### What is asked
Output only the span of lines that begins at the line containing "of the bridle" and ends at the last line of the data, both included, exactly as they appear.
start
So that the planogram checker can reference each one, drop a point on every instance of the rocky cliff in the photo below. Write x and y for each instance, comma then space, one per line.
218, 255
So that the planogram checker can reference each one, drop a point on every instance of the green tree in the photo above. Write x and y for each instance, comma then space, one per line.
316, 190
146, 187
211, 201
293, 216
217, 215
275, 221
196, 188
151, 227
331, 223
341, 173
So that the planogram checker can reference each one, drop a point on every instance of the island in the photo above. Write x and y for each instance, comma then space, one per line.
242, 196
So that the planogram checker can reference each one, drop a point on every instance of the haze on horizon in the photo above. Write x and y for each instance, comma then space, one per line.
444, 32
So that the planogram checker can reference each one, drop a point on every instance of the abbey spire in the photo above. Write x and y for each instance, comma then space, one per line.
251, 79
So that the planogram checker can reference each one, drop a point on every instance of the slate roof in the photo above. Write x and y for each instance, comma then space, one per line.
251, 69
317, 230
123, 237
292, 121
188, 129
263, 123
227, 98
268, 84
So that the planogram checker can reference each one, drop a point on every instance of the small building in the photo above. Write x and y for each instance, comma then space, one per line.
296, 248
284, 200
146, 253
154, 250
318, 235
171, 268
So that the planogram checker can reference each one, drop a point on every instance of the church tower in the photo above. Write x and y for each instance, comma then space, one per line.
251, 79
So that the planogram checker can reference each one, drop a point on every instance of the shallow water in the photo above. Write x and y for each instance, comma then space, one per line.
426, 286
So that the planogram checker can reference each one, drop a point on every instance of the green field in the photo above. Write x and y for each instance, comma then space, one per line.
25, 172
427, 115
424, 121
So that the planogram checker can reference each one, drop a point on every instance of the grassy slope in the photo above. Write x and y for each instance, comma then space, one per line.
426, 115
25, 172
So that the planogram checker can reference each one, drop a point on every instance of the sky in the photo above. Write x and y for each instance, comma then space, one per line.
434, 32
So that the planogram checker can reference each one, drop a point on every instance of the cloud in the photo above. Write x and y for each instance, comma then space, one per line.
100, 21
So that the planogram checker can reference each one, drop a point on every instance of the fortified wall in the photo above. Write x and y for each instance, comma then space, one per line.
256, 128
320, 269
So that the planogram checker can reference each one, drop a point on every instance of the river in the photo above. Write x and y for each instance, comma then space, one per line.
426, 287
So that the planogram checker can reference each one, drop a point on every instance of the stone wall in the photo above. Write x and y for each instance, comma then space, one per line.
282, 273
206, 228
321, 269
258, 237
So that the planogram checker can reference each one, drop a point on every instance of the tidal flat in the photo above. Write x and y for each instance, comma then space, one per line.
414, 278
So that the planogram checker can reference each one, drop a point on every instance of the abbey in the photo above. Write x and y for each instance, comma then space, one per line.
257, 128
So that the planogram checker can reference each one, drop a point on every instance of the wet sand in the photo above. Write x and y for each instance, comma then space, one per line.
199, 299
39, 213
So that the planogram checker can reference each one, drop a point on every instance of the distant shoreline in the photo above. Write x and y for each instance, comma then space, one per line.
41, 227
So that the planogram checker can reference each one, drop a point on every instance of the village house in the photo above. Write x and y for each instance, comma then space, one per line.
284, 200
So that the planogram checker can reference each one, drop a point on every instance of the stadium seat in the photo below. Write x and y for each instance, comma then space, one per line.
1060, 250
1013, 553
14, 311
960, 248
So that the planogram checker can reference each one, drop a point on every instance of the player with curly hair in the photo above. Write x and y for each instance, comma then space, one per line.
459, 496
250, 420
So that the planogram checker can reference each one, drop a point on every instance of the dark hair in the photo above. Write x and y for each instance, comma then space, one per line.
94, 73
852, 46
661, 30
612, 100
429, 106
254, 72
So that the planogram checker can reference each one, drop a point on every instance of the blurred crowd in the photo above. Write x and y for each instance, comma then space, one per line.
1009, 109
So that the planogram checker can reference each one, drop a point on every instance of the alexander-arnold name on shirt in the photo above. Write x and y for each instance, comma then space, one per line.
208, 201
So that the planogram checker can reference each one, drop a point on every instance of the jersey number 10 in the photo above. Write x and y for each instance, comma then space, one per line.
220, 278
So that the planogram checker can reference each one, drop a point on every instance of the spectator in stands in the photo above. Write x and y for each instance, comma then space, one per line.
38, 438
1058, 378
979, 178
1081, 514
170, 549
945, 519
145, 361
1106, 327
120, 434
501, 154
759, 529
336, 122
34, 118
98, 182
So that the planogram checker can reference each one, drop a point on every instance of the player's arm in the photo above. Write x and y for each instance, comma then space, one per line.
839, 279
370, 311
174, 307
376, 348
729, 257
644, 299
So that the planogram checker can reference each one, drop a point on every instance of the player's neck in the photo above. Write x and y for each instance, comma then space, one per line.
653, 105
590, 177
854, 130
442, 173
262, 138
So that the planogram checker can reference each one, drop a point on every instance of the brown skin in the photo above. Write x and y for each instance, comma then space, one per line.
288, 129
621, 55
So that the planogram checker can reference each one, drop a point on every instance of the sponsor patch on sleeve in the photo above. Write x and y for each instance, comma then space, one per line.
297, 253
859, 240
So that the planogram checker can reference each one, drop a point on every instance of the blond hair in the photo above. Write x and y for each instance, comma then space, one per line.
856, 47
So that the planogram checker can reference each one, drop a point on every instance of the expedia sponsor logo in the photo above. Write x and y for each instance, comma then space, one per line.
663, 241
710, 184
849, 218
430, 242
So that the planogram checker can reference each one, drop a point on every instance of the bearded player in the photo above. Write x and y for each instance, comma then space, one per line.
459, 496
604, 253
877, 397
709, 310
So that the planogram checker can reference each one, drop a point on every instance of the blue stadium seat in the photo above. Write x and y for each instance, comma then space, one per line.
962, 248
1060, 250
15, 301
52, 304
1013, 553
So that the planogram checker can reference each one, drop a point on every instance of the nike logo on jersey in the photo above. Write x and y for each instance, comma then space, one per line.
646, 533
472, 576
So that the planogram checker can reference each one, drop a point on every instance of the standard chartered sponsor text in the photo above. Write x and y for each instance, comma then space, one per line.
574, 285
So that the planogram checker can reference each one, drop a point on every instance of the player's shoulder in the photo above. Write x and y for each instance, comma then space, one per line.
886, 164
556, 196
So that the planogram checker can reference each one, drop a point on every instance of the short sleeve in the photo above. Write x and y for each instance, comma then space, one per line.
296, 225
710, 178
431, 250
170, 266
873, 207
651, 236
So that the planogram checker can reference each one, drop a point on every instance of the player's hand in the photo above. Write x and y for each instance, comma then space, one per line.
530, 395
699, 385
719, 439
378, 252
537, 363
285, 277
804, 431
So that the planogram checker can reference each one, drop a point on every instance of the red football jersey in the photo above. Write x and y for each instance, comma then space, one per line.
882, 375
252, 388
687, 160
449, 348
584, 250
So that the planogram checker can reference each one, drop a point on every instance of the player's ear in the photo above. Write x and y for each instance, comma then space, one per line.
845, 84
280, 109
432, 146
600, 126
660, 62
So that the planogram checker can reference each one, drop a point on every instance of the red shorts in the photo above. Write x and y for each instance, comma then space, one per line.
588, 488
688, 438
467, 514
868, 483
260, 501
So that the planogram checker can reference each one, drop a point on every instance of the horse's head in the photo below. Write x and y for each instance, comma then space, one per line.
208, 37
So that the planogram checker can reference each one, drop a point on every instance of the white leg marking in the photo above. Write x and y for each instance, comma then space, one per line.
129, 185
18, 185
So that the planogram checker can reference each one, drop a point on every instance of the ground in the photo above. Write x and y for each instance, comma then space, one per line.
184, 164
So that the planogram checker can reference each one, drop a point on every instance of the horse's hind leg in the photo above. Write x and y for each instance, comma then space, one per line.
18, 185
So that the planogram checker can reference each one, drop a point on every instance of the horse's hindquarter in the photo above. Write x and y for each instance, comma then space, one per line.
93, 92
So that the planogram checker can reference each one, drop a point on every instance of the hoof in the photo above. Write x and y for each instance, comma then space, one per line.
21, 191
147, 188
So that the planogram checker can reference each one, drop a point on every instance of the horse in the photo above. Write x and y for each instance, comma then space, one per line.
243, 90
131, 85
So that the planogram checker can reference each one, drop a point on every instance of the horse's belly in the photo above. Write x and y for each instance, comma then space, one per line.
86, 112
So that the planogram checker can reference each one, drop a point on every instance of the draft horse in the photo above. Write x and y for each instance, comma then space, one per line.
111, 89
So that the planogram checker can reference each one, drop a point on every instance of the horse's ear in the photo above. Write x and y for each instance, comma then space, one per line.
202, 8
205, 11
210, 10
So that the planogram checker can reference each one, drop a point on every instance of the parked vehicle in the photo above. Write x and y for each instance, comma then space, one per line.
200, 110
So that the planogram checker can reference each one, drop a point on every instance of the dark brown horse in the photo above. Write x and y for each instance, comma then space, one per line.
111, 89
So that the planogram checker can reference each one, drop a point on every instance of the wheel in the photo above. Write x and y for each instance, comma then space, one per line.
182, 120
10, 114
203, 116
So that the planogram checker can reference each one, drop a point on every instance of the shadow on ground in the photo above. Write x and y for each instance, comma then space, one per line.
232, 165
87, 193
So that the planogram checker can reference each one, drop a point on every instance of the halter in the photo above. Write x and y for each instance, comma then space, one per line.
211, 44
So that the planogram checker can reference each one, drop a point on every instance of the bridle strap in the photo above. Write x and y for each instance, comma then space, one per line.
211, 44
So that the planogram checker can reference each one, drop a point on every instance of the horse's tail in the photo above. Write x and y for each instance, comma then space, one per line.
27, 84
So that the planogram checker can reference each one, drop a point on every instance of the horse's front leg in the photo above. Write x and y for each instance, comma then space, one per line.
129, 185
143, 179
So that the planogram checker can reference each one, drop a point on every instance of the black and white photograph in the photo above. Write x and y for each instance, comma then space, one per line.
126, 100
end
### Result of the task
So that the planogram checker can reference each one, drop a point on every instance of the bridle strap in the photo above. Write x and y for each instance, comma then space, one per line.
211, 44
So that the planogram checker can reference each one, drop a point on every instance of the horse's tail in the photo above. Write x and y for each instance, comma then space, one per line.
27, 84
So that the planogram checker can reference each one, drop a point on every instance of the horse's front leg in the photo above. Write x and y for each instance, comma then space, one per line.
129, 185
143, 179
So that the planogram checker can reference each one, drop a point on every instance of the black and white photograph in the photo above. Write x and y for each instance, comma then space, one per line.
126, 100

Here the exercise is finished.